--- START PROVIDED DATA ---
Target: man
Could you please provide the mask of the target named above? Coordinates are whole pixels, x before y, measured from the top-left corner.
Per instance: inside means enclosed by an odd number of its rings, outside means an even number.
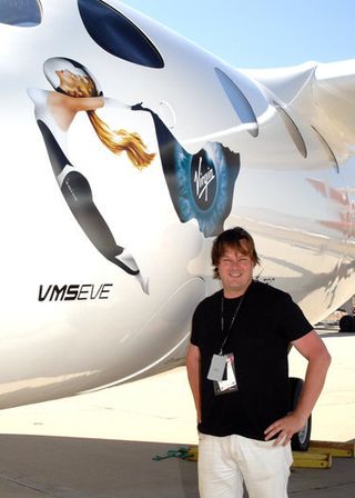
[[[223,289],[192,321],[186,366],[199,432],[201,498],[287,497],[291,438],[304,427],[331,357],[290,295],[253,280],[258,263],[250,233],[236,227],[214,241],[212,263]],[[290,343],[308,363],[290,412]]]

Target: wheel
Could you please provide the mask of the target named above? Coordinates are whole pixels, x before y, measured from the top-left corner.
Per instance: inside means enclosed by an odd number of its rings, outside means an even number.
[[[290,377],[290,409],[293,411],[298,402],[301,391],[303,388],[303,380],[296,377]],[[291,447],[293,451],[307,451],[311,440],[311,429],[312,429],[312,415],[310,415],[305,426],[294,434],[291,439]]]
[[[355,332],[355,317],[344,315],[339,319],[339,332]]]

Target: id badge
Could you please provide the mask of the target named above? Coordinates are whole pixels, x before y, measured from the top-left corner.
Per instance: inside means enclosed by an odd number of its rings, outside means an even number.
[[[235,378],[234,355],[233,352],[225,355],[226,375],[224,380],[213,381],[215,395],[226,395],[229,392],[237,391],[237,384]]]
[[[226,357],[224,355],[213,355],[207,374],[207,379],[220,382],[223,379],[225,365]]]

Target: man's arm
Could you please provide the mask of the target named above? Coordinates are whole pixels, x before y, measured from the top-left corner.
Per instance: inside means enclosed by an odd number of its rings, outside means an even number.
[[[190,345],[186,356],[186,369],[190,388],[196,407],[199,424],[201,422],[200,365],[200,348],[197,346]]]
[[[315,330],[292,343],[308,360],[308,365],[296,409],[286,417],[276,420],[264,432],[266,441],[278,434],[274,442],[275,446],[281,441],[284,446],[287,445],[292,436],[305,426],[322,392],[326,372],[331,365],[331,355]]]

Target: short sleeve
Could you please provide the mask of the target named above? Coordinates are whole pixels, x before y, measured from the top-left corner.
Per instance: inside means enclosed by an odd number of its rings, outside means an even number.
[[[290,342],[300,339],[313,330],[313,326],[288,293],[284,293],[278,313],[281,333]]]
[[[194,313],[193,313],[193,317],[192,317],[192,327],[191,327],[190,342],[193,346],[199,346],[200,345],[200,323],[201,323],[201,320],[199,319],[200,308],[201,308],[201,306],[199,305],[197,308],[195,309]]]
--- END PROVIDED DATA ---
### EXERCISE AIM
Rewrite all of the records above, switching every occurrence of "mask" to "outline" and leaving everything else unchanged. Omit the pictures from your answer.

### RESPONSE TO THIS TASK
Target: man
Could you please provide the outline of the target named above? Coordinates are whole pixels, x before y, measured from the top-left corner.
Per instance: inside means enclosed by an odd number of its rings, outside means an even number.
[[[223,289],[192,321],[186,366],[199,432],[201,498],[287,497],[291,438],[304,427],[331,357],[290,295],[253,280],[258,263],[250,233],[236,227],[214,241],[212,263]],[[290,343],[308,363],[290,412]]]

Target: wheel
Could you please provide the outline of the target named above? Coordinates are whole pixels, x before y, measured from the top-left corner.
Per instance: inside means enclosed by an odd number of its rings, outside means an even number.
[[[290,377],[290,409],[293,411],[298,402],[301,391],[303,388],[303,380],[296,377]],[[291,447],[293,451],[307,451],[311,440],[311,429],[312,429],[312,415],[310,415],[305,426],[294,434],[291,439]]]
[[[355,332],[355,317],[344,315],[339,319],[339,332]]]

Target: id badge
Could you please provide the outline of the target named above? Coordinates are whole pixels, x before y, measured from the top-left corner.
Per instance: inside means enclosed by an odd number of its rings, outside means an even number.
[[[235,378],[234,355],[233,352],[225,355],[226,375],[224,380],[213,381],[215,395],[226,395],[229,392],[237,391],[237,384]]]
[[[226,357],[224,355],[213,355],[207,374],[207,379],[220,382],[223,379],[225,365]]]

Target: man's arm
Could you please provide the outline of the target named above? Coordinates are whole pixels, x before y, measured from the top-left corner.
Per instance: inside means enclosed by an odd number of its rings, outside means an even number.
[[[190,345],[186,356],[186,369],[190,388],[196,407],[199,424],[201,422],[200,365],[200,348],[197,346]]]
[[[315,330],[292,343],[308,360],[308,365],[296,409],[286,417],[276,420],[264,432],[266,441],[278,434],[274,442],[275,446],[281,441],[284,446],[287,445],[292,436],[305,426],[322,392],[326,372],[331,365],[331,355]]]

Target: short sleeve
Could you please provide the outline of the target named above? Coordinates are whole pixels, x before y, measured from the top-left corner.
Per instance: inside means enclosed by an odd number of its rings, outside means an even number.
[[[290,342],[300,339],[313,330],[313,326],[288,293],[284,293],[278,313],[281,333]]]
[[[194,313],[193,313],[193,317],[192,317],[192,327],[191,327],[190,342],[193,346],[199,346],[200,345],[200,323],[201,323],[201,320],[199,319],[200,308],[201,308],[201,306],[199,305],[197,308],[195,309]]]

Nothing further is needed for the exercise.